**What the task requires:** Copy each of the rows below word for word, leaving out the pictures.

+++++

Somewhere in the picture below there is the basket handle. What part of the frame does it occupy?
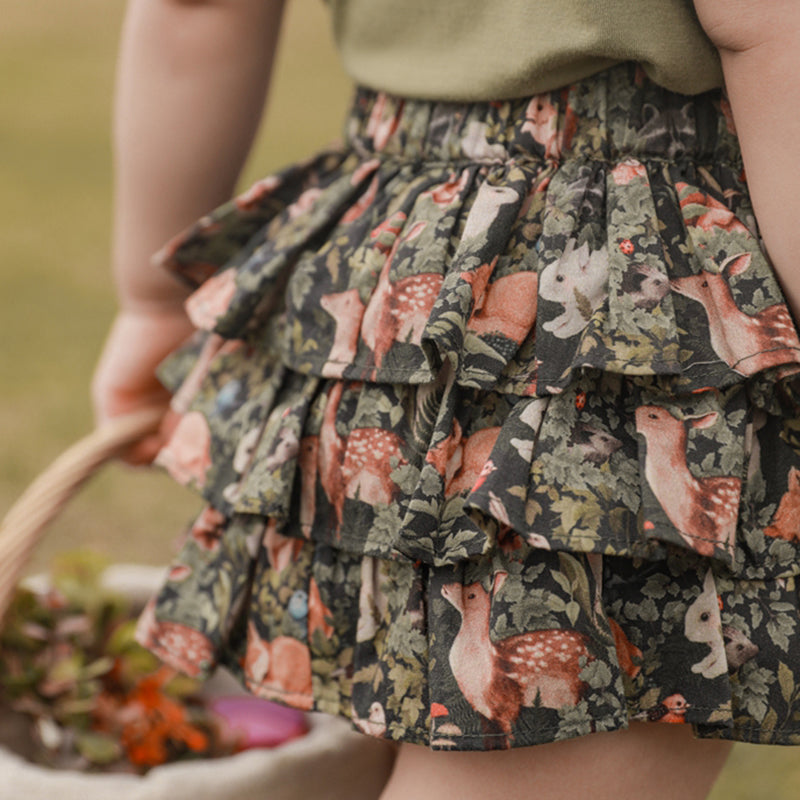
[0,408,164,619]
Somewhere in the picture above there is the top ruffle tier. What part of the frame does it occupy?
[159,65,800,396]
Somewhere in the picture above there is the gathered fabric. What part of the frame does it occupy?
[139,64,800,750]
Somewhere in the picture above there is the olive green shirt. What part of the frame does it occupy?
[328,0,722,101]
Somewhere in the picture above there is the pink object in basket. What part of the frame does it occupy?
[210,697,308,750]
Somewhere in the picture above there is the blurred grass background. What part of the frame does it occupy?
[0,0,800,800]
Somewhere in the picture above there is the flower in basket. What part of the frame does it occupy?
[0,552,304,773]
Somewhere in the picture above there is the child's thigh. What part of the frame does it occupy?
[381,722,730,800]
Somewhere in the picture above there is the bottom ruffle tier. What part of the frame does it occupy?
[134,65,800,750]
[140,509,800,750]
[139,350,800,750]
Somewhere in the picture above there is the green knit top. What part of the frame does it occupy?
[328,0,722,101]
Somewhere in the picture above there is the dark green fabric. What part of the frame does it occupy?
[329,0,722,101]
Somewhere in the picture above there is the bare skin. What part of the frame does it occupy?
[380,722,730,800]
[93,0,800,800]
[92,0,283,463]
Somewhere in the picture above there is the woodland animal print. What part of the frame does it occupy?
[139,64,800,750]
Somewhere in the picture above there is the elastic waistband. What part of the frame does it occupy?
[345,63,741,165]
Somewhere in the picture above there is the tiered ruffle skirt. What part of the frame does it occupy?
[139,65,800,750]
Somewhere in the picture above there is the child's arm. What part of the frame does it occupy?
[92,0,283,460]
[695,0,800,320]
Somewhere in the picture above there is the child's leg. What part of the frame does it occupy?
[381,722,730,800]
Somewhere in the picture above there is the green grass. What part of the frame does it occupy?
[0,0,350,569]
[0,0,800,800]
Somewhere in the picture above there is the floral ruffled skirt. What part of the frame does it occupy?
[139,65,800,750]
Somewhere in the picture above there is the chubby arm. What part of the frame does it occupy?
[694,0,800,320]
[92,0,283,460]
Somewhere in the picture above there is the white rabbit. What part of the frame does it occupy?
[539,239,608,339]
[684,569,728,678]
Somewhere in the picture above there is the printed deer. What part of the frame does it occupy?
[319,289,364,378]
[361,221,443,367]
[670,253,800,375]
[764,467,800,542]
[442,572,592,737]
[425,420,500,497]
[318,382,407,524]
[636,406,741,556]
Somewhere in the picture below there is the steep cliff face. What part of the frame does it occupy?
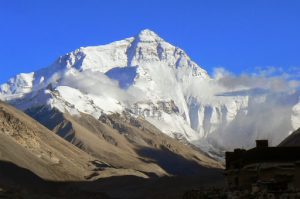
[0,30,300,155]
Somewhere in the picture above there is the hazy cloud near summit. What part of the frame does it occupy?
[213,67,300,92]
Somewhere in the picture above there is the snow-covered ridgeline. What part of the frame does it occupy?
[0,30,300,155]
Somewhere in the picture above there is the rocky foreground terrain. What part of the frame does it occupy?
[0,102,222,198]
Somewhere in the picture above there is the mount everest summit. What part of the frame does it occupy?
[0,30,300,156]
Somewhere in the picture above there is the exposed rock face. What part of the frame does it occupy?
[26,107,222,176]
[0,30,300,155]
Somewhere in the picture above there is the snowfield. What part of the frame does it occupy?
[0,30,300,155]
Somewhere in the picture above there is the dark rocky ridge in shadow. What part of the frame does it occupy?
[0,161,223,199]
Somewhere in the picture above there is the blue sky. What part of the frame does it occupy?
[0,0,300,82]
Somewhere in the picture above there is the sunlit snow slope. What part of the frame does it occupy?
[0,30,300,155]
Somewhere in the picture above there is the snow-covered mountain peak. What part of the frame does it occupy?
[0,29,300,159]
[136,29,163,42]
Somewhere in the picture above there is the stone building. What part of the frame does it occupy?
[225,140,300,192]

+++++

**Solution for this problem:**
Somewhere in the picture below there is the basket handle. What part of the frame does it occupy?
[0,408,164,619]
Somewhere in the picture above there is the top ruffle tier. What part of the frame does it occupy?
[159,65,800,396]
Somewhere in the picture above there is the gathered fabric. What part of the frame does it occupy?
[139,64,800,750]
Somewhere in the picture above there is the olive green shirt. What part of the frame does it occupy?
[328,0,722,101]
Somewhere in the picture above there is the pink object in basket. What part of the frame does it occupy?
[210,697,308,750]
Somewhere in the picture above there is the blurred grass background. What part of the frame does it occupy?
[0,0,800,800]
Somewhere in the picture above there is the flower in basket. What part of the frame does it occupy?
[0,552,304,773]
Somewhere in the picture above there is the child's thigh. What part of the frame does it occupy?
[381,722,730,800]
Somewhere in the picture above there is the bottom ruffle tier. What part of the frame does it occupy?
[134,65,800,750]
[140,509,800,750]
[139,350,800,750]
Somewhere in the picture above there is the green knit top. What part of the frame does it occupy?
[328,0,722,101]
Somewhere in the picture above there is the dark green fabric. What part of the frame does it occupy?
[329,0,722,101]
Somewhere in the picture above there is the bare skin. What part of the frame does it occupy?
[380,722,730,800]
[93,0,800,800]
[92,0,283,463]
Somewhere in the picture above there is the woodland animal print. What part of the frame does it occupy?
[139,64,800,750]
Somewhere in the picture above there is the elastic waistband. What part of the frame does it occupy?
[345,63,741,165]
Somewhere in the picture above there is the tiered ruffle skirt. What part of the frame does it occupy?
[139,65,800,750]
Somewhere in the picture above there is the child's arm. What part of the frame does it occupy?
[92,0,283,460]
[695,0,800,320]
Somewhere in the picture above there is the child's leg. What part of the frame does it occupy?
[381,722,730,800]
Somewhere in the picture above there is the green grass. What part of the frame does it occupy?
[0,0,350,569]
[0,0,800,800]
Somewhere in the picture above there is the floral ruffled skirt. What part of the frame does it occupy?
[139,65,800,750]
Somewhere in the picture above there is the chubby arm. What part of the frame does it occupy?
[694,0,800,320]
[92,0,283,460]
Somewhere in the picture above there is the white rabbit. What part of the frame does it occupy?
[539,239,608,339]
[684,569,728,678]
Somewhere in the picture above there is the printed deer. What part of the frame does it occupy?
[319,289,364,378]
[361,221,443,367]
[670,253,800,375]
[764,467,800,542]
[442,572,592,737]
[425,420,500,497]
[318,382,407,524]
[636,406,741,556]
Somewhere in the picture below there is the steep cliff face. What part of the frame does it occupy?
[0,30,300,155]
Somewhere in the picture above there is the hazy cloud near summit. What part of the frame does it occupy?
[213,67,300,92]
Somewhere in the picture above there is the snow-covered ridgeline. What part of the frame does it occupy?
[0,30,300,155]
Somewhere in the picture above there is the rocky foreground terrain. What part of the frame does it occupy?
[0,102,222,198]
Somewhere in the picture above there is the mount everest summit. What part of the frame does it occupy?
[0,30,300,156]
Somewhere in the picture above there is the exposed rock face. What part of the frame does it occupy?
[26,107,222,176]
[0,30,300,155]
Somewhere in the picture above there is the snowfield. What part of the frame does it occupy?
[0,30,300,155]
Somewhere in the picture above there is the dark rocky ridge in shadow. What part of the frame does it occupy?
[0,161,223,199]
Somewhere in the picture above there is the blue sky. What part of the frame does it occupy?
[0,0,300,82]
Somewhere in the picture above there is the sunlit snow slope. What part of the frame does it occupy?
[0,30,300,155]
Somewhere in the picture above there is the snow-covered mountain peak. What part of the frame does it occupy?
[0,29,300,159]
[136,29,163,42]
Somewhere in the picture above there is the stone building. What part of the frame does it occupy?
[225,140,300,192]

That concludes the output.